* **EXERCISE AIM**
Pull out each line of the records that contains the string "decorative", and treat uppercase and lowercase as different.

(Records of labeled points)
****
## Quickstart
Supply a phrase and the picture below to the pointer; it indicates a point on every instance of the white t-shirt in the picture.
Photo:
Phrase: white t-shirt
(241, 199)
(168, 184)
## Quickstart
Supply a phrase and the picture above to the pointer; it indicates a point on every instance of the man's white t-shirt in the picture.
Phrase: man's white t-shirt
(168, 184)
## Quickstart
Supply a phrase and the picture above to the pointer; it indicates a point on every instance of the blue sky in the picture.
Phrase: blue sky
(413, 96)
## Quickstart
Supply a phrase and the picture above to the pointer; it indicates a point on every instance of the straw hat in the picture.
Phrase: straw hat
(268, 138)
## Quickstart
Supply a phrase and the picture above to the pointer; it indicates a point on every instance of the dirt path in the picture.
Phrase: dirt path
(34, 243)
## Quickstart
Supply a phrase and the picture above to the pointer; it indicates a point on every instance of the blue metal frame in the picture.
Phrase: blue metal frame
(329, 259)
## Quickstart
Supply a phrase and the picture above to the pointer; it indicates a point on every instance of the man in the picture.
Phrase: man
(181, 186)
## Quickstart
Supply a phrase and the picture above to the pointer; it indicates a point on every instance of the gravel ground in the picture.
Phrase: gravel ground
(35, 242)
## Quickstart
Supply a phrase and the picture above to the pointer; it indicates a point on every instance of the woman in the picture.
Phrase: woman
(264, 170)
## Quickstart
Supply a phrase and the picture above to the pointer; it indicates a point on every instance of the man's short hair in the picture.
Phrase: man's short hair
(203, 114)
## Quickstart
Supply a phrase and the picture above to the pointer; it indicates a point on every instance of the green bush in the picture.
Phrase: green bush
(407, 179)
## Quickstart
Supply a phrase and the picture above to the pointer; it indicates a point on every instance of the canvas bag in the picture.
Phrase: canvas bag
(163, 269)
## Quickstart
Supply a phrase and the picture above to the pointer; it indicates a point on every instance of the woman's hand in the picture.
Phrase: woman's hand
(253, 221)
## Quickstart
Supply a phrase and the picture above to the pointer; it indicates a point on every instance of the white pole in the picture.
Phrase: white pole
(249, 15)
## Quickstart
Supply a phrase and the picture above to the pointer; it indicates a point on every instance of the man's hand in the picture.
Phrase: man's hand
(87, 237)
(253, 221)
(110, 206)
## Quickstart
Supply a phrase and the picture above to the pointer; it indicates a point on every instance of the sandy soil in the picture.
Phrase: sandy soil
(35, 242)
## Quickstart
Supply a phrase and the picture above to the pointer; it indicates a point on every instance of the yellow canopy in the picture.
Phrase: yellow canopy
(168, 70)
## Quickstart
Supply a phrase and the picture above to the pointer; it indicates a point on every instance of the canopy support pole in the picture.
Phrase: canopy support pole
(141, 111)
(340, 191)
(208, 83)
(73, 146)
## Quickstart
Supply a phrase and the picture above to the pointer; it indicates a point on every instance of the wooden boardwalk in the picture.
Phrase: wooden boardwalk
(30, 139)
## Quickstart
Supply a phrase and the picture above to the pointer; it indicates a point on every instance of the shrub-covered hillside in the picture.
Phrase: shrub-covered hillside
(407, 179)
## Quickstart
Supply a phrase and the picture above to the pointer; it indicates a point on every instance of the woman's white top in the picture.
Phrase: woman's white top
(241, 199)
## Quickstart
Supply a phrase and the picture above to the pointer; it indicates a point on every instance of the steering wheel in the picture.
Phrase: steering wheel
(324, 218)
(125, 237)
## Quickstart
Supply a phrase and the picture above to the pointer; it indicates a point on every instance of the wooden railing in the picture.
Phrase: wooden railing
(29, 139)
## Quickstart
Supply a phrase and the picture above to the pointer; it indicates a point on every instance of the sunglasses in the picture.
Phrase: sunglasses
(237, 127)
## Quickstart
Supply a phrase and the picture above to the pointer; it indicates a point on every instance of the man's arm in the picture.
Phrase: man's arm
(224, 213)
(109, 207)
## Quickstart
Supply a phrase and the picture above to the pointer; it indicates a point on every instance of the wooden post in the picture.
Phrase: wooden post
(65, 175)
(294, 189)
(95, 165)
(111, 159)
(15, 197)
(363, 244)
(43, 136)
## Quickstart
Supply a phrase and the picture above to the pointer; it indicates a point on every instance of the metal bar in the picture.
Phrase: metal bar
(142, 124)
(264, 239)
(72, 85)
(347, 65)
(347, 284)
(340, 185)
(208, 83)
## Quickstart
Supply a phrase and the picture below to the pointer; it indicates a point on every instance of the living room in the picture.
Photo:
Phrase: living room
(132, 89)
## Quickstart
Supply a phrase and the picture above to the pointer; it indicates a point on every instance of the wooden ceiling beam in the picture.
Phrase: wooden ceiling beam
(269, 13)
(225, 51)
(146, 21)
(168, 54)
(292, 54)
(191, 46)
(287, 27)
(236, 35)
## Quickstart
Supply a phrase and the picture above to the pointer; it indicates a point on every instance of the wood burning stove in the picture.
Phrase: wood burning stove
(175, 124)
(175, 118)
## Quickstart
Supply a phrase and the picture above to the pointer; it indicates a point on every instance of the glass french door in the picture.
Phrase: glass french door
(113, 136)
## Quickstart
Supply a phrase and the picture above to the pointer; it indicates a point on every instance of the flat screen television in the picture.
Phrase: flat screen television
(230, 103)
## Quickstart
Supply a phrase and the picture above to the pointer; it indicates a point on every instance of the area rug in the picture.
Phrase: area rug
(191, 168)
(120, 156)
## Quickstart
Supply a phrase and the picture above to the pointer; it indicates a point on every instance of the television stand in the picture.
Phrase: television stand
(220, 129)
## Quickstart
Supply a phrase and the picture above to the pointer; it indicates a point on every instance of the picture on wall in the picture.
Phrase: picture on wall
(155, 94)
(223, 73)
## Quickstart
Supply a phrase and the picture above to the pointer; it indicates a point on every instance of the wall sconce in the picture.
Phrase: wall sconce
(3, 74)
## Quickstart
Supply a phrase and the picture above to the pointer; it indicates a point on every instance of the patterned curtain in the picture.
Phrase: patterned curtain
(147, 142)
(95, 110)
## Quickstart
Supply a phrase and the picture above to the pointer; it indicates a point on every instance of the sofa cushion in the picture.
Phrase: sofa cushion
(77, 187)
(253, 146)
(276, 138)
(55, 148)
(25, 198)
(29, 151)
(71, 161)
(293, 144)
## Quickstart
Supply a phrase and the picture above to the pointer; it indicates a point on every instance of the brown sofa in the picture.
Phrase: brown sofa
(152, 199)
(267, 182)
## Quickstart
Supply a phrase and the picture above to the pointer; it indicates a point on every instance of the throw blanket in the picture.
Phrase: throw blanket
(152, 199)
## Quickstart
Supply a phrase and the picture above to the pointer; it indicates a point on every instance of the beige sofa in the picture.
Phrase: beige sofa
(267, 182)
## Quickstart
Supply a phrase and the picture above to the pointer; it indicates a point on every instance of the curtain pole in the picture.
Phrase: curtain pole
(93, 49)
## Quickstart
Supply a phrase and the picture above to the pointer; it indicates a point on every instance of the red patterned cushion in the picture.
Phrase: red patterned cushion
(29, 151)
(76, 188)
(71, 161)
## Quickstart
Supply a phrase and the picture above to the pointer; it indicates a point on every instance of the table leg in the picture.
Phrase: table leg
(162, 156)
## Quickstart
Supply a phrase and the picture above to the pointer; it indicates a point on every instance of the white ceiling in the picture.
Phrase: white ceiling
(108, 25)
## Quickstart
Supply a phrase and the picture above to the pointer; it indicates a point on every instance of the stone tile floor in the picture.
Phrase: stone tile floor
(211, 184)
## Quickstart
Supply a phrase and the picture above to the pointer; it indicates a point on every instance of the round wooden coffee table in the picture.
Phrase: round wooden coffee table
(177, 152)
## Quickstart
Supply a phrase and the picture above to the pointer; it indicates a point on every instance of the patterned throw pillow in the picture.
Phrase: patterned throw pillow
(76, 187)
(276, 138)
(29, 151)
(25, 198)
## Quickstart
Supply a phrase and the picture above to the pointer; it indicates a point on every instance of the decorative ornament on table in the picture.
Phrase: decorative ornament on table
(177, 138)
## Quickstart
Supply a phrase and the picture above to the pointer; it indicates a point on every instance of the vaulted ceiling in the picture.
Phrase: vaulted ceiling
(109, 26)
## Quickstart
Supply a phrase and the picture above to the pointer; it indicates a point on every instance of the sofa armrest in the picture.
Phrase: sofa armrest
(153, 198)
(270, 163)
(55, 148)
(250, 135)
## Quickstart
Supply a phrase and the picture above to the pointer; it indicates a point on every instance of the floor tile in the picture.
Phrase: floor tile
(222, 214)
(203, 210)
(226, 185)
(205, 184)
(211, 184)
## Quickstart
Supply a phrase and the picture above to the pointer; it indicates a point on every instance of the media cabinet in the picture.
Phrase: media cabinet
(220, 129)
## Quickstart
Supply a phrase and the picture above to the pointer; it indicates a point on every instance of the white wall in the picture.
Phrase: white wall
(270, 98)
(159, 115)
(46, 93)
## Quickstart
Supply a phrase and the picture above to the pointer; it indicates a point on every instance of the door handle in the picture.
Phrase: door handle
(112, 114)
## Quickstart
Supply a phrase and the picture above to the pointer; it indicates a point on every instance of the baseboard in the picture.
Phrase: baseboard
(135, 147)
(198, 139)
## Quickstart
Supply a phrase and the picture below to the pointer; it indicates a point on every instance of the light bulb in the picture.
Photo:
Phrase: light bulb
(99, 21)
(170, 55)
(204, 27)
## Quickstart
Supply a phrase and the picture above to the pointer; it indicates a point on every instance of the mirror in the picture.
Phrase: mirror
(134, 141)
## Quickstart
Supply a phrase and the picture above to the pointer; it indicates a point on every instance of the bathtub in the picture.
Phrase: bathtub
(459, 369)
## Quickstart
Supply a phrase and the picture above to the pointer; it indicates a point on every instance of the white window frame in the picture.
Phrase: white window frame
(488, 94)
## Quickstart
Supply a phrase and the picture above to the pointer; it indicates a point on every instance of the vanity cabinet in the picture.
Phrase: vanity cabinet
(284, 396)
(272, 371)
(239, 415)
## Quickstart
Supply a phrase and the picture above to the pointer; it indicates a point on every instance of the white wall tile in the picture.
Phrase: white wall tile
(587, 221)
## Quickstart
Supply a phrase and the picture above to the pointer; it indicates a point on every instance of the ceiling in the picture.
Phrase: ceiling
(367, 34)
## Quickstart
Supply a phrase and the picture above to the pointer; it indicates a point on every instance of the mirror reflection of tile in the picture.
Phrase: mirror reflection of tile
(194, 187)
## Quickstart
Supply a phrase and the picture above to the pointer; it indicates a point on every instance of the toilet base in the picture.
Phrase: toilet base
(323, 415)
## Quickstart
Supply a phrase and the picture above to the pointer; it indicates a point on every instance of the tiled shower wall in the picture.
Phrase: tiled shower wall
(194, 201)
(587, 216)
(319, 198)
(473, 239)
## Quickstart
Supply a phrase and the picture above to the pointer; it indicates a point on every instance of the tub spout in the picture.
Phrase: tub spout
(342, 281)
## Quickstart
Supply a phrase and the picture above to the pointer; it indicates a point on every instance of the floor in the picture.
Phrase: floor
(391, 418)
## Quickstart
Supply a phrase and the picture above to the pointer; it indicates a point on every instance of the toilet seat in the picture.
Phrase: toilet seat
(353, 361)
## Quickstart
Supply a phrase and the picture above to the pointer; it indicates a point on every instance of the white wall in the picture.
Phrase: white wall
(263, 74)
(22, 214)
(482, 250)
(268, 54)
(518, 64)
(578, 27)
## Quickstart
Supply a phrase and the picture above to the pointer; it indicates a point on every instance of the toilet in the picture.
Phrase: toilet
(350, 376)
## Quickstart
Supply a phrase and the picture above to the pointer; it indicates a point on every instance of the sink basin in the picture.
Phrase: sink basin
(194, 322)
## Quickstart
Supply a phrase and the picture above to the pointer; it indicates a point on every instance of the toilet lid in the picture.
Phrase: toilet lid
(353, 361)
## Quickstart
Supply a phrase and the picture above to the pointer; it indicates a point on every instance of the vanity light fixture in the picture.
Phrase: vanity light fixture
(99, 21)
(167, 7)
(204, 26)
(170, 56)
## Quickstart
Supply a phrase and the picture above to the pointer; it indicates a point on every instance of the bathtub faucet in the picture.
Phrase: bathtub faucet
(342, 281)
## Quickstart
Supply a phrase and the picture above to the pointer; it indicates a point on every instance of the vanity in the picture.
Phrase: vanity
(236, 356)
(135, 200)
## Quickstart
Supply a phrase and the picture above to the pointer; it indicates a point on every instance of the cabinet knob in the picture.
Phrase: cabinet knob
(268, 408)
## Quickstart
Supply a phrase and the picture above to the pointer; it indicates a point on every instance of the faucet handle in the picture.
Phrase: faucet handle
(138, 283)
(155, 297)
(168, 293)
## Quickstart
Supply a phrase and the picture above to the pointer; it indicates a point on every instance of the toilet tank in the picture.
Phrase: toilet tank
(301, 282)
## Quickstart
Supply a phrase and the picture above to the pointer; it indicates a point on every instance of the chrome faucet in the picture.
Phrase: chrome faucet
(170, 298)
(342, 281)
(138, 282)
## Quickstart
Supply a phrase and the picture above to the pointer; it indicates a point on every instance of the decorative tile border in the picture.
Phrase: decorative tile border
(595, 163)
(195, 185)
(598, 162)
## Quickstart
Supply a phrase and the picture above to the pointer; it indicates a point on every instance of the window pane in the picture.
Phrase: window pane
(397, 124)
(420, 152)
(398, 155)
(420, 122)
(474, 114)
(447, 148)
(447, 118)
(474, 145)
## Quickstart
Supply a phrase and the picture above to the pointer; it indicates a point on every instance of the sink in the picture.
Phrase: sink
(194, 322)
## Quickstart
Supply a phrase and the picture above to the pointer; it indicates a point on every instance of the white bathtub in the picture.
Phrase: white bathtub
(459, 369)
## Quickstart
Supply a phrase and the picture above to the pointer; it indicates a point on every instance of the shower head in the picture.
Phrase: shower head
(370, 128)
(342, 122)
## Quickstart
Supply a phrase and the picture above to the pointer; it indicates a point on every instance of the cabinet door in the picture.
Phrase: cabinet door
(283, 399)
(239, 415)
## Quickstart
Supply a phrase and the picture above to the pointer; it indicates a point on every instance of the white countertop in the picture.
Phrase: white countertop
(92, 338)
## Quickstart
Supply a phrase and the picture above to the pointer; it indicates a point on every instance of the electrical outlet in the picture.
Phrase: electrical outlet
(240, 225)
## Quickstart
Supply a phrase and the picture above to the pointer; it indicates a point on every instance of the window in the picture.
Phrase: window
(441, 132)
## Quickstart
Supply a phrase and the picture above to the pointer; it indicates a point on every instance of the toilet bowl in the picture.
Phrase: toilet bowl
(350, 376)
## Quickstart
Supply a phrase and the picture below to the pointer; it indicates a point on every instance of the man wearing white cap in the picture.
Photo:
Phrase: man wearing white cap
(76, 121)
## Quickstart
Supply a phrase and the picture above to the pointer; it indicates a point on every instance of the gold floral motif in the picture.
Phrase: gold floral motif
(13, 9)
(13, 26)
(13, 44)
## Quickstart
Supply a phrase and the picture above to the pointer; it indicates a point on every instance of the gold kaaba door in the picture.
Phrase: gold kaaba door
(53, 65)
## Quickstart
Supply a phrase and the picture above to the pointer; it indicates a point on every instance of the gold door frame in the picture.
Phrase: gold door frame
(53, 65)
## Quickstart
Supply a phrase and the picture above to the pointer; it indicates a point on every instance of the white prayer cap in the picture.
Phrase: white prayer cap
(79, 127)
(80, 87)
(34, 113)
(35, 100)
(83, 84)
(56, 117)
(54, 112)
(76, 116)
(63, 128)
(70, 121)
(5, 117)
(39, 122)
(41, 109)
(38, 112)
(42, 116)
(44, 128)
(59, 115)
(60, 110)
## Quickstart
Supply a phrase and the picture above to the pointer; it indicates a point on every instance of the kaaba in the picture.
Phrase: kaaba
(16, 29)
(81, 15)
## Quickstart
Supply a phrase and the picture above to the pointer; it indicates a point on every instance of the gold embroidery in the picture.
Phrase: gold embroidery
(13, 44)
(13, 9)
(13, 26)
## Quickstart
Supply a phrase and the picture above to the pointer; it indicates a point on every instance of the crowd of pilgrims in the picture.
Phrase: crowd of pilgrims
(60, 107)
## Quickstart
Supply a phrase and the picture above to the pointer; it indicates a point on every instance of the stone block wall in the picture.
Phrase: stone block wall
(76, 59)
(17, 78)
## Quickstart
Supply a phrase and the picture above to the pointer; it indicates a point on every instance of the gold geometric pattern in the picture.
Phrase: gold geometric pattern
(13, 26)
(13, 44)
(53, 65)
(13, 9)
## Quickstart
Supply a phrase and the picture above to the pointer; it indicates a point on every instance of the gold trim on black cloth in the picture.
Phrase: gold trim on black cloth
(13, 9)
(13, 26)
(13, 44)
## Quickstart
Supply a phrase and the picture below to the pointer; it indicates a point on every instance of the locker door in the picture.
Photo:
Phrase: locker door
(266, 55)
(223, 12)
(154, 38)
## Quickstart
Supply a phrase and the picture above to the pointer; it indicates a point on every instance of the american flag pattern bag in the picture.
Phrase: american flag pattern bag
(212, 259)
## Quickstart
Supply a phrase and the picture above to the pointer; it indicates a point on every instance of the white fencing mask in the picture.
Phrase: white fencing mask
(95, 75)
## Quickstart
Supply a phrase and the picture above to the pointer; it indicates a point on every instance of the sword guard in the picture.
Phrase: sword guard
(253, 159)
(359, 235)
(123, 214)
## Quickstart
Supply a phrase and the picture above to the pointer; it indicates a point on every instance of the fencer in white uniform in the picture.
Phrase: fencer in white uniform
****
* **PROBLEM SOLUTION**
Supply a phrase and the picture above to the pointer; it indicates a point on every instance of the decorative ornament on table in the picture.
Phrase: decorative ornament on table
Supply a phrase and the picture above to the pointer; it indicates a point on every instance of the decorative tile border in the picture.
Phrase: decorative tile border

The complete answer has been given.